» Problem description: Only the number is wanted: how many lines of the data contain "chin"?
═════ Extracted material ═════
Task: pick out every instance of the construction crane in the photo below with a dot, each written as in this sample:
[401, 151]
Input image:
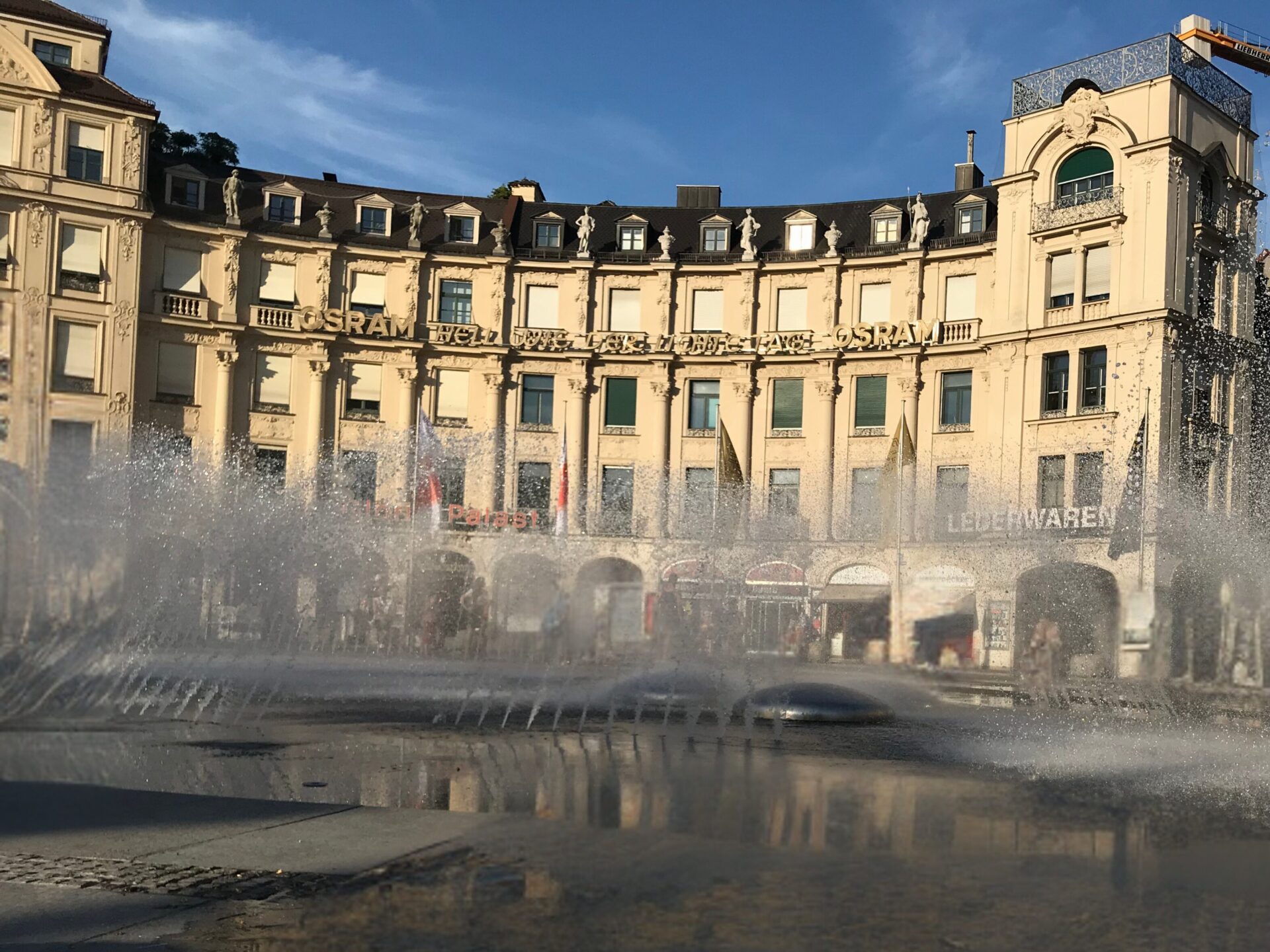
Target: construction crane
[1235, 44]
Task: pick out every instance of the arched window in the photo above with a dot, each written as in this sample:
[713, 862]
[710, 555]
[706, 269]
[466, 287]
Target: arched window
[1083, 177]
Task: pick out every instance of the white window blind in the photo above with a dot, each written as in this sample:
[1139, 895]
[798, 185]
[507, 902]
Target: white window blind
[802, 237]
[874, 302]
[273, 379]
[708, 310]
[1097, 270]
[1062, 274]
[959, 298]
[81, 249]
[182, 270]
[177, 370]
[624, 309]
[8, 122]
[277, 282]
[452, 394]
[77, 350]
[542, 309]
[87, 136]
[367, 290]
[365, 381]
[792, 309]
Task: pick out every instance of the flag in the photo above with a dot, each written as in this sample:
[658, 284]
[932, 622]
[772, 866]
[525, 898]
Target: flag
[427, 483]
[1127, 532]
[562, 526]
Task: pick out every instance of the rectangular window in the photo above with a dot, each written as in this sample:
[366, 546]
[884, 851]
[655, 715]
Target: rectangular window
[865, 502]
[802, 237]
[360, 473]
[282, 208]
[452, 393]
[875, 302]
[271, 466]
[714, 239]
[272, 382]
[870, 401]
[1054, 395]
[624, 310]
[630, 238]
[959, 298]
[85, 147]
[542, 306]
[175, 377]
[620, 401]
[538, 393]
[1094, 377]
[955, 399]
[365, 389]
[1062, 280]
[55, 54]
[616, 500]
[375, 221]
[1089, 480]
[788, 404]
[969, 221]
[75, 357]
[534, 487]
[367, 294]
[462, 227]
[1050, 481]
[1097, 273]
[456, 302]
[277, 285]
[783, 487]
[81, 259]
[792, 309]
[952, 493]
[702, 404]
[183, 270]
[546, 235]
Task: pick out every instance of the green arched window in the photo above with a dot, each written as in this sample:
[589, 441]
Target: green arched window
[1083, 173]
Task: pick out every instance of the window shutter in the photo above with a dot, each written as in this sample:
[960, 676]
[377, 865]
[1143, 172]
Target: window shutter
[182, 270]
[81, 249]
[273, 379]
[87, 136]
[870, 401]
[1062, 274]
[1097, 270]
[706, 310]
[278, 282]
[542, 309]
[959, 298]
[177, 370]
[874, 302]
[792, 309]
[365, 381]
[367, 290]
[620, 405]
[77, 349]
[452, 394]
[624, 309]
[786, 404]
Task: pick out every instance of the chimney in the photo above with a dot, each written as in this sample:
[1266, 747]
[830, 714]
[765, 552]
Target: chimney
[698, 196]
[968, 175]
[527, 190]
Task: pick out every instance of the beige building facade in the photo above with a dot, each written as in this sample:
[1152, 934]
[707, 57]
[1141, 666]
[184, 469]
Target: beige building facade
[937, 404]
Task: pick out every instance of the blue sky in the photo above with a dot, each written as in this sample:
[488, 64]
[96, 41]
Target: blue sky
[779, 102]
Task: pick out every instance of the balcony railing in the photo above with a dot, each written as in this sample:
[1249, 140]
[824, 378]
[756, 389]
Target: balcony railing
[1082, 207]
[175, 305]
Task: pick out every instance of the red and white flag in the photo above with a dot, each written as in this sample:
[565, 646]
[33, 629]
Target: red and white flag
[562, 526]
[427, 452]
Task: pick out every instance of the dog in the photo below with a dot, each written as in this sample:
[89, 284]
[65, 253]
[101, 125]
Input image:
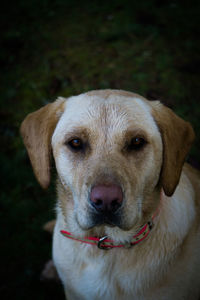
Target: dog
[128, 220]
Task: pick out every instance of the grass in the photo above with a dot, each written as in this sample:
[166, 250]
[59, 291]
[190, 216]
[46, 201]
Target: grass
[51, 48]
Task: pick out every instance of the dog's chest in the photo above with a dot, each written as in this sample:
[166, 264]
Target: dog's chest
[90, 273]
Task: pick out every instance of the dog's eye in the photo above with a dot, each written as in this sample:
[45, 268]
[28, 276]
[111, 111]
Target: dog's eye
[76, 144]
[136, 143]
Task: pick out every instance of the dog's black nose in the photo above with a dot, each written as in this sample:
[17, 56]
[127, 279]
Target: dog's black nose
[106, 198]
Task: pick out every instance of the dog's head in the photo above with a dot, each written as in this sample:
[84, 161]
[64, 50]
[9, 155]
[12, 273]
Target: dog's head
[113, 150]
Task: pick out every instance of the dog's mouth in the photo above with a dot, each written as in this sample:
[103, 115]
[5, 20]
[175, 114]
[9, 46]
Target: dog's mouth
[105, 218]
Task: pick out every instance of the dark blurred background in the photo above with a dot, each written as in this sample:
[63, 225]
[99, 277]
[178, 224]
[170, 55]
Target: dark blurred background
[62, 48]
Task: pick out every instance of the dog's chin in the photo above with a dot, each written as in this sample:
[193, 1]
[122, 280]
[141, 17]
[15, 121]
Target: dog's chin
═════
» Answer area: 2